## EXERCISE TASK
Repeat word for word the stretch of the wordnet talk page that starts with the words containing "jwn = wn.Wordnet('omw-ja:1.4')" and finishes with "are their definitions?".

## SELECTED EXTRACT

Using Wordnets — Online and Through Python

Wed, 13:00–14:30, Classroom 018 (Faculty of Arts)

(slides)

Abstract

Through hands-on exercises, students will learn how WordNets group meanings into synsets, how these synsets are linked by semantic relations, and how such networks model lexical organization in ways that support linguistic inquiry. Students are encouraged to bring their own laptops so they can experiment directly using the Python wn module.

A central theme of the talk is cross-linguistic comparison. Using the Japanese (日本語ワードネット) and Open Multilingual Wordnets (OMW), students will investigate how different languages carve up conceptual space, identifying cases of one-to-many sense correspondences, lexical gaps, and differences in morphology. This exploration highlights both the strengths of graph-based approaches: explicit structure, interpretability, and linguistic grounding; and their limitations: including issues of coverage, granularity, and cross-lingual alignment.

Note: This uses work done with Michael Goodman and many, many others.

Hands-on Exercises

  1. Install and load the wn module with OMW data:
    import wn
    wn.download('omw')
    ewn = wn.Wordnet('omw-en:1.4')
    jwn = wn.Wordnet('omw-ja:1.4')
    
  2. Look at the translations for different senses of bird:
    • How many senses are there?
    • What are their definitions?
    • For each translation, print the definition (from the synset) and lemmas (from the word)
  3. Compare how English and Japanese carve up a semantic domain of your choice (e.g. kinship terms, colour terms, body parts).
    • Where do the mappings align?
    • Where are there lexical gaps or mismatches?
  4. Does the wordnet you are exploring have words without ILIs? What does this tell us about coverage?

New wordnets

    1. WNJA-2.0
        Open Slovene Wordnet 1.1

        Some interesting cases

        1. 双子 (futago) — twin(s) — the individual vs. the pair

        wnja-10734394-n is one of a twin pair: “同じ妊娠から同時に生まれた2人の子供の一方”.
        wnja-80001237-n is the pair (二子/双生児), with holo_member→individual and mero_member→individual.
        The synset for the pair has no definition — a data gap. What relation should link these to Princeton WN’s “twin” (10733457)?

## DATA ENTRIES
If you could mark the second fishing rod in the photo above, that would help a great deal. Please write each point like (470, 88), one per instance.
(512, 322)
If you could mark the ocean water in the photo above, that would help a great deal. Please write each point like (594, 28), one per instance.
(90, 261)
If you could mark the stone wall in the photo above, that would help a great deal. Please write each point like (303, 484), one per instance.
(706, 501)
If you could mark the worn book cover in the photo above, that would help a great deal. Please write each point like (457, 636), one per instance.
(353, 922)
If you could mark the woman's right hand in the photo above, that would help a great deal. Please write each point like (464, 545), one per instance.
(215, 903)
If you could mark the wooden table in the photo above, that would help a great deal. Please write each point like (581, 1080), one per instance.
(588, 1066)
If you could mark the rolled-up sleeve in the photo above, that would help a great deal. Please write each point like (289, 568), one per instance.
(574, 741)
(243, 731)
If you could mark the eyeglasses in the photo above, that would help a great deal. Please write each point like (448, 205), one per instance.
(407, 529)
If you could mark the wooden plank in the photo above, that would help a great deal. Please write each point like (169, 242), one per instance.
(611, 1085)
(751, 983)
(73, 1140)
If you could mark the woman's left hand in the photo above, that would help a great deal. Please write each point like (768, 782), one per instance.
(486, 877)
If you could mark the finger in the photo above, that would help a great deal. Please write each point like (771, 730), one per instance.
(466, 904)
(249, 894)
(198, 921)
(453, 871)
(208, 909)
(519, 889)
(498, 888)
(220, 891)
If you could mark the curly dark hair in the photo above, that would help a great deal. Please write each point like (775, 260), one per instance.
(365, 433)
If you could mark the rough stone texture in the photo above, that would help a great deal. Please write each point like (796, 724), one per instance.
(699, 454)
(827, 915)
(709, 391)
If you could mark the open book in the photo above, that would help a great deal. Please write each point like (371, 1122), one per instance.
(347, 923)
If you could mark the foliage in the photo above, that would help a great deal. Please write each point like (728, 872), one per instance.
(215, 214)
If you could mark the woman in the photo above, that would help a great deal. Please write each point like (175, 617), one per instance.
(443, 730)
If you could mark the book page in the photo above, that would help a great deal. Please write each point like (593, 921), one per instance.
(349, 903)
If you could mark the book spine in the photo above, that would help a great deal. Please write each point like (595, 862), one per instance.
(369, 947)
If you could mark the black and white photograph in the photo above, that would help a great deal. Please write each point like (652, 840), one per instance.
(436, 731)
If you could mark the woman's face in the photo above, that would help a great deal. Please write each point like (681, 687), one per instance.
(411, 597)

## ANSWER FOR THIS EXERCISE
jwn = wn.Wordnet('omw-ja:1.4')
    
  2. Look at the translations for different senses of bird:
    • How many senses are there?
    • What are their definitions?